# PASSAGE GIVEN

____________

You are viewing a plain text version of this content. The canonical link for it is here.
Posted to solr-user@lucene.apache.org by Sushil Vegad <vs...@serebrum.com> on 2008/12/26 17:25:10 UTC

Retrieve documents that contain max value for a field

Hi,
Can someone please help with how to write a query for the following
scenario?

We index Topics that contains text. A topic can have many versions, each
version is indexed.  Our schema has topicid, versionId and timestamp fields,
amongst others. Topicid is not a uniqueField because multiple verisons of a
topic have the same topicId. Instead the versionId and timestamp differ for
each version as follows.

SolrInputDocument doc1 = new SolrInputDocument();
doc1.addField("id", "1");
doc1.addField("versionId", "1");
doc1.addField("versionDate", "2008-12-23T23:59:59Z");

SolrInputDocument doc1_1 = new SolrInputDocument();
doc1_1.addField("id", "1");
doc1_1.addField("versionId", "2");
doc1_1.addField("versionDate", "2008-12-24T23:59:59Z");

SolrInputDocument doc2 = new SolrInputDocument();
doc2.addField("id", "2");
doc2.addField("versionId", "1");
doc2.addField("versionDate", "2008-12-23T23:59:59Z");

SolrInputDocument doc2_1 = new SolrInputDocument();
doc2_1.addField("id", "2");
doc2_1.addField("versionId", "2");
doc2_1.addField("versionDate", "2008-12-24T23:59:59Z");

SolrInputDocument doc2_2 = new SolrInputDocument();
doc2_2.addField("id", "2");
doc2_2.addField("versionId", "3");
doc2_2.addField("versionDate", "2008-12-25T23:59:59Z");

We want to write a single query where the query returns doc1_1, doc2_2 and
so on...that is for documents that have the same id, we want the query to
return the document with highest versionId or the latest timestamp.

____________

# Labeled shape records
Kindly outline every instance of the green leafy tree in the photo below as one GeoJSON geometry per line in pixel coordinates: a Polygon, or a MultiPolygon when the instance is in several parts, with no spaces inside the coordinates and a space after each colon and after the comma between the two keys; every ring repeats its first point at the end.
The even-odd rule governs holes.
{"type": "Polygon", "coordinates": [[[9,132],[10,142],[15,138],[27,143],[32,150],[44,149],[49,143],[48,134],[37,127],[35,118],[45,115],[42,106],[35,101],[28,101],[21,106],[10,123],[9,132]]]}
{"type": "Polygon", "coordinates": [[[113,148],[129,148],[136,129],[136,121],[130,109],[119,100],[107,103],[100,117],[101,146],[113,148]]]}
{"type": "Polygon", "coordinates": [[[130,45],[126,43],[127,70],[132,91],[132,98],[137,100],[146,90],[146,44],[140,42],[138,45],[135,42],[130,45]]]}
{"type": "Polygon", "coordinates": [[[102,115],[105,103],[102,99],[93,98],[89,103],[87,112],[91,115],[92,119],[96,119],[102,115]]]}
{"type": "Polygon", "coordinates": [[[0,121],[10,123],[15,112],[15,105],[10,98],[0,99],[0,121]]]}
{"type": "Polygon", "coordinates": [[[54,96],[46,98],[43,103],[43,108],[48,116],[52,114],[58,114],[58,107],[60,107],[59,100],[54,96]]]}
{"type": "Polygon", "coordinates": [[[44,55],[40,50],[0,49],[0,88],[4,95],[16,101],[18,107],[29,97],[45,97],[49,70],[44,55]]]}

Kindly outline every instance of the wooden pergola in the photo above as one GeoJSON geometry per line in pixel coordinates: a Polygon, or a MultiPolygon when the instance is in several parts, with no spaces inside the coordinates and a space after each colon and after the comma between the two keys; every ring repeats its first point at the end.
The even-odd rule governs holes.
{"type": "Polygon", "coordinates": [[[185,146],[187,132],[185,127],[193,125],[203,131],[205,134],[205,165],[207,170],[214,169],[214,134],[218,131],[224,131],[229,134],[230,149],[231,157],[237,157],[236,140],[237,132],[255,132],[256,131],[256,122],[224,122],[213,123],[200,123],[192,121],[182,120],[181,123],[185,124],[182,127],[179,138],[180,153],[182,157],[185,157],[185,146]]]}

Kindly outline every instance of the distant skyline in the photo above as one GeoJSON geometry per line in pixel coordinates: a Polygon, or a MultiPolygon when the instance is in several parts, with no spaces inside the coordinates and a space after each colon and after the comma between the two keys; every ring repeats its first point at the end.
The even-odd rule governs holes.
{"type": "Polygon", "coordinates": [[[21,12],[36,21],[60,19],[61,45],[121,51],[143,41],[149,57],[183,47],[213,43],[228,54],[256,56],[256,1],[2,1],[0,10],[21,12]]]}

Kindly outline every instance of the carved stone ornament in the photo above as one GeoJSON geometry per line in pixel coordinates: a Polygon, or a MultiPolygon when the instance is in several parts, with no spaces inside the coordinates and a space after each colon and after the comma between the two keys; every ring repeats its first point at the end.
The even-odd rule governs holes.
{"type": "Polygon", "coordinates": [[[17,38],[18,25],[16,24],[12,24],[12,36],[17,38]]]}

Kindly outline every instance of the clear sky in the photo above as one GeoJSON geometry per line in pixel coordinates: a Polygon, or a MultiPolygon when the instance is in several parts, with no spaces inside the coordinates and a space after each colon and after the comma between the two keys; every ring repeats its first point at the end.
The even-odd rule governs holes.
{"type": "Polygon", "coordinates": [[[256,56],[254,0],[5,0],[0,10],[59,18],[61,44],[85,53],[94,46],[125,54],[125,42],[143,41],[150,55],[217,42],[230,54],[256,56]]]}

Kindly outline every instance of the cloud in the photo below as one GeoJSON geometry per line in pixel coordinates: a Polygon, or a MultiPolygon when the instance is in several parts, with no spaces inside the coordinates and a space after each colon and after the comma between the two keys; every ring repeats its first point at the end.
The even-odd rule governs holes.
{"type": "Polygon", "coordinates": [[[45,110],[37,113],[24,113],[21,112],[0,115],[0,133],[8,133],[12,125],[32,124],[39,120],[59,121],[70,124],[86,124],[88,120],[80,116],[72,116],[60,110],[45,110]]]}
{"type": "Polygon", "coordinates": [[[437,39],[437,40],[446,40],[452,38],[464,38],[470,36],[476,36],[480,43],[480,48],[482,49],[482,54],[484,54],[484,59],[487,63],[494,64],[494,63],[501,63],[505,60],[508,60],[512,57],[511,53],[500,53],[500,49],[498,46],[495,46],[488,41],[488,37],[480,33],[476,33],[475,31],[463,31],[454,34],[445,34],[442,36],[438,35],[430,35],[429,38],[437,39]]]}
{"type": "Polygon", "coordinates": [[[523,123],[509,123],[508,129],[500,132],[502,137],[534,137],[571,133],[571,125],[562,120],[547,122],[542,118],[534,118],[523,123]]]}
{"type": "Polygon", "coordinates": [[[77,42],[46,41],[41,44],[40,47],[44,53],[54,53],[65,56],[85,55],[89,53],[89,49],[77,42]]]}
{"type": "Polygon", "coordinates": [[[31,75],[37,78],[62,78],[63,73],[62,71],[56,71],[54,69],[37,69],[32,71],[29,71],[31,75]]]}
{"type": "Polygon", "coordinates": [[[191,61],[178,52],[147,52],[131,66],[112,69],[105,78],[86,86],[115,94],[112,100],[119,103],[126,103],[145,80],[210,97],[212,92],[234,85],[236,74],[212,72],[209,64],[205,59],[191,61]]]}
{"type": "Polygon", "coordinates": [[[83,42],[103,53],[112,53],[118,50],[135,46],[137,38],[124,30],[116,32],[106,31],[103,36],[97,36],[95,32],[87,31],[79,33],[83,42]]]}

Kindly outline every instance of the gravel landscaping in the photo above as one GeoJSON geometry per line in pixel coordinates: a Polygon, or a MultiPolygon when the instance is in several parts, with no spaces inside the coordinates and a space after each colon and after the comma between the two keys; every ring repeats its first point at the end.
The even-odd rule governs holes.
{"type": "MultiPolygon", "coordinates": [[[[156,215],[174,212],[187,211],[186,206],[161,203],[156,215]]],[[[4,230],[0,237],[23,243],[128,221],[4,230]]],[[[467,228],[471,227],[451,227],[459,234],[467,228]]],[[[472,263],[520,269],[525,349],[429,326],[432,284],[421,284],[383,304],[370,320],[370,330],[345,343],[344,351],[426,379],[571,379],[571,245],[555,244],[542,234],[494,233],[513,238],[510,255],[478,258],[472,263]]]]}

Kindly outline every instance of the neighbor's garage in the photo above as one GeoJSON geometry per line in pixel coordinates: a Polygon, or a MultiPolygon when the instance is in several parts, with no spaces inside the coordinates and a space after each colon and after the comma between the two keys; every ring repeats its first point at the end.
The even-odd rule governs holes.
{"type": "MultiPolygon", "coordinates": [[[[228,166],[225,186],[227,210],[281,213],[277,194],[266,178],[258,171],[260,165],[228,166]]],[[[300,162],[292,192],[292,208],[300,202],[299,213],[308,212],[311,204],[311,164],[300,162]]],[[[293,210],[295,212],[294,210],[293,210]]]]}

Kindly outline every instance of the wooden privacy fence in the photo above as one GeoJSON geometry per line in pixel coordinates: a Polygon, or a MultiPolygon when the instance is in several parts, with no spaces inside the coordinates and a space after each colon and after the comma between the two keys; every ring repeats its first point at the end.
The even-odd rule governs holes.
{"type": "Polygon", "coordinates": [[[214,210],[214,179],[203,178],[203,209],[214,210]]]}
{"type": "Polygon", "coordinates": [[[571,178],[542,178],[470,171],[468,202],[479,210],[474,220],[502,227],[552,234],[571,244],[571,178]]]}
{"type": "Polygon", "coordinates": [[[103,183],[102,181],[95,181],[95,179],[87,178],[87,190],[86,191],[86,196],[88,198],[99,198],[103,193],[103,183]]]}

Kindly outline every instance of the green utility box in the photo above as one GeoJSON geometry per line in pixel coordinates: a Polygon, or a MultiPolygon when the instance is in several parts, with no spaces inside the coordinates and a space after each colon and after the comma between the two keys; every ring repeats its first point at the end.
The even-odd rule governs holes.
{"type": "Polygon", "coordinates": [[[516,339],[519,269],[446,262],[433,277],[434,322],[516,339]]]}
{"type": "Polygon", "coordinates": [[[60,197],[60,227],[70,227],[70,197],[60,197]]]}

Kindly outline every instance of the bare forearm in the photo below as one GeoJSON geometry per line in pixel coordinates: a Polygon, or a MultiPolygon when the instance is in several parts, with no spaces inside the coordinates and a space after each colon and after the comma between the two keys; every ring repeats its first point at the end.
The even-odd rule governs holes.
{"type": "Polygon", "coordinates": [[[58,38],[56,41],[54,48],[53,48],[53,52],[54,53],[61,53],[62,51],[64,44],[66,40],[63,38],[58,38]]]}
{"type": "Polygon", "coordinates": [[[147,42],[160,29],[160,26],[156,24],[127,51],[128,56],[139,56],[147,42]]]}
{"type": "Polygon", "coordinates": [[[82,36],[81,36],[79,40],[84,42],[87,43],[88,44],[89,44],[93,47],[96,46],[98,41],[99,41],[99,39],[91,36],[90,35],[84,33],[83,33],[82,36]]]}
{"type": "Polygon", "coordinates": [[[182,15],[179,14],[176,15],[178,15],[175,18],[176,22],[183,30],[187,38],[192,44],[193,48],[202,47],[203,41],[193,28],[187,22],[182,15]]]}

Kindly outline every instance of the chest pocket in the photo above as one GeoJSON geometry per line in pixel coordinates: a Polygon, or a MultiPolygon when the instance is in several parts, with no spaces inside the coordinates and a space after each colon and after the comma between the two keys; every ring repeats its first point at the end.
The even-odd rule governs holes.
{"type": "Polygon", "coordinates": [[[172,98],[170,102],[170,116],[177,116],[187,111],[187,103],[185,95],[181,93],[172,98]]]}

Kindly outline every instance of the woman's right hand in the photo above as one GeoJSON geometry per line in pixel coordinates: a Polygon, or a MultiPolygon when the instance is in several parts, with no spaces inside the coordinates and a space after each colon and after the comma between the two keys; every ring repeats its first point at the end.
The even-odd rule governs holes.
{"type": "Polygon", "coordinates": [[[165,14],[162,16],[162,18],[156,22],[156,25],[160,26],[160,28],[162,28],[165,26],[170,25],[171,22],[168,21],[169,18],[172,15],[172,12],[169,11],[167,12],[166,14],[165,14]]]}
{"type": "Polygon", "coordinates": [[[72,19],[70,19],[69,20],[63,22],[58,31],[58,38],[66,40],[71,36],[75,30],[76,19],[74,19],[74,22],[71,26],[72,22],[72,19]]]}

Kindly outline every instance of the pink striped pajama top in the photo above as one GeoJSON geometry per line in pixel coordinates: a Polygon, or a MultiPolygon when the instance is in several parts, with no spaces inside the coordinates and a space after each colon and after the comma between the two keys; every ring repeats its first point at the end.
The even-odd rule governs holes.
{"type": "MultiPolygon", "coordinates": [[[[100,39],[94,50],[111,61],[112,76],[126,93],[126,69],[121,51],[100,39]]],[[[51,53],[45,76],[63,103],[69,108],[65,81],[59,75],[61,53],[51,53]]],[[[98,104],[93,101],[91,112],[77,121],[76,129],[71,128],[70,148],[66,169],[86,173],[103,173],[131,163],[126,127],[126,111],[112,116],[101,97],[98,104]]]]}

____________

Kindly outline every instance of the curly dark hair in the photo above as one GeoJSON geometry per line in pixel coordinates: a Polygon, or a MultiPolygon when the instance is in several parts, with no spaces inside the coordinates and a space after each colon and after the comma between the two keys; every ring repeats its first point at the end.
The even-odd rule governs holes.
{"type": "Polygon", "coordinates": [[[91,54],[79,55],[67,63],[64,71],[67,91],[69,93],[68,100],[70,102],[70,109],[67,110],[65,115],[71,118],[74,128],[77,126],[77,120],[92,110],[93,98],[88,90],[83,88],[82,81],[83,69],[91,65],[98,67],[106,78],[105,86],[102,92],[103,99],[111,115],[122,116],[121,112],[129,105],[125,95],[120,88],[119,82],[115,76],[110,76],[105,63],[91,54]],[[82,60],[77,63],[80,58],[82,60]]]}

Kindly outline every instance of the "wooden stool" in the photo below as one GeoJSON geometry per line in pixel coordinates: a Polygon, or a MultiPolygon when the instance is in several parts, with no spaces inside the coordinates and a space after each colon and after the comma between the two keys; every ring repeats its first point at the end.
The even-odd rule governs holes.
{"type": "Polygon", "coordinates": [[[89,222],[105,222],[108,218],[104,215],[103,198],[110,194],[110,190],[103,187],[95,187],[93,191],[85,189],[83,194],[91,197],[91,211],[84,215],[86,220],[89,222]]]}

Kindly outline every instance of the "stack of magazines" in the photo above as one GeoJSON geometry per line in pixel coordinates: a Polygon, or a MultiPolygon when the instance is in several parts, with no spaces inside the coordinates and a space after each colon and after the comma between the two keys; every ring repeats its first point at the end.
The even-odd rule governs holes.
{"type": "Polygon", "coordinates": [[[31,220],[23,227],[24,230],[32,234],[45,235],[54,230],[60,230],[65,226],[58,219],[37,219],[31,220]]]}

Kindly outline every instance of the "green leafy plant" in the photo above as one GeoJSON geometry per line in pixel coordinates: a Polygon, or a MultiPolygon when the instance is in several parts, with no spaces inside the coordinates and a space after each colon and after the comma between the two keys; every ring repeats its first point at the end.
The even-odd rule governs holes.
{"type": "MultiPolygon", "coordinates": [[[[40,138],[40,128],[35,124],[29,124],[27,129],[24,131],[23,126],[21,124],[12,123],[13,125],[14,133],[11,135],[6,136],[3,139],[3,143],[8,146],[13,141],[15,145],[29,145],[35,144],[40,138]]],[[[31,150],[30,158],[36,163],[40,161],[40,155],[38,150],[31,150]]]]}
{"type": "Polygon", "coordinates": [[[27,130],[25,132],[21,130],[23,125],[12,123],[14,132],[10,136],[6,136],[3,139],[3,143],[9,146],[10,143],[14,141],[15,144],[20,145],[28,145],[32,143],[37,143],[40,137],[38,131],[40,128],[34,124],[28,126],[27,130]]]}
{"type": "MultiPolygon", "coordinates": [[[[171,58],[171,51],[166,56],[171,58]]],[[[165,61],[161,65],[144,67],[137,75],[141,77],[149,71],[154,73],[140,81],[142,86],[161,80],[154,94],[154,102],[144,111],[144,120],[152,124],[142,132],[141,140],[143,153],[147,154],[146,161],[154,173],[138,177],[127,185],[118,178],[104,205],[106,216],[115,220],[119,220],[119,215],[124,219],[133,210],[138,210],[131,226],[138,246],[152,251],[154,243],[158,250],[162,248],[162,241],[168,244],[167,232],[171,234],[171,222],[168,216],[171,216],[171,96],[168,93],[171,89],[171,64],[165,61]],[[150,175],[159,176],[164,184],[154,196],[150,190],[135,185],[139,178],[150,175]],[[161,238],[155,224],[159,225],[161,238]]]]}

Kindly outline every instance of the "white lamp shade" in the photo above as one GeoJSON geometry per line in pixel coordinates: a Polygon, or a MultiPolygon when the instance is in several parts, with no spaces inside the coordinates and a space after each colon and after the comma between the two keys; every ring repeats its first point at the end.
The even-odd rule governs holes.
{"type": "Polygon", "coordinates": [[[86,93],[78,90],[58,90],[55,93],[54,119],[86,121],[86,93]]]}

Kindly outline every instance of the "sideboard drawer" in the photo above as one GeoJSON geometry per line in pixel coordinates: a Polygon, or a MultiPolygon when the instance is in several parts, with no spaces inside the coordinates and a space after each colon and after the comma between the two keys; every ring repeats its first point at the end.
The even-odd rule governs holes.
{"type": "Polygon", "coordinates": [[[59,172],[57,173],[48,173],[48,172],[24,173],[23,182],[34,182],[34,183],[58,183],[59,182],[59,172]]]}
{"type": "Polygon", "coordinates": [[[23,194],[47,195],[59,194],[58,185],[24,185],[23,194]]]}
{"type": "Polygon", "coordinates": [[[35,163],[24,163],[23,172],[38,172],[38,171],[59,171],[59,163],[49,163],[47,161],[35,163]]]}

____________

# PROBLEMS
**1.** In the Solr forum post, why is topicid not a uniqueField?
**2.** Which two documents does the Solr forum post say the single query should return?
**3.** Echo the Solr forum post, starting at the words "We index Topics" and stopping after "version as follows.".

# ANSWERS FOR THE TASKS
**1.** Multiple versions of a topic share the same topicId, so it can't be unique. Each version has a different versionId and timestamp instead.

**2.** doc1_1 and doc2_2.

**3.**
We index Topics that contains text. A topic can have many versions, each
version is indexed.  Our schema has topicid, versionId and timestamp fields,
amongst others. Topicid is not a uniqueField because multiple verisons of a
topic have the same topicId. Instead the versionId and timestamp differ for
each version as follows.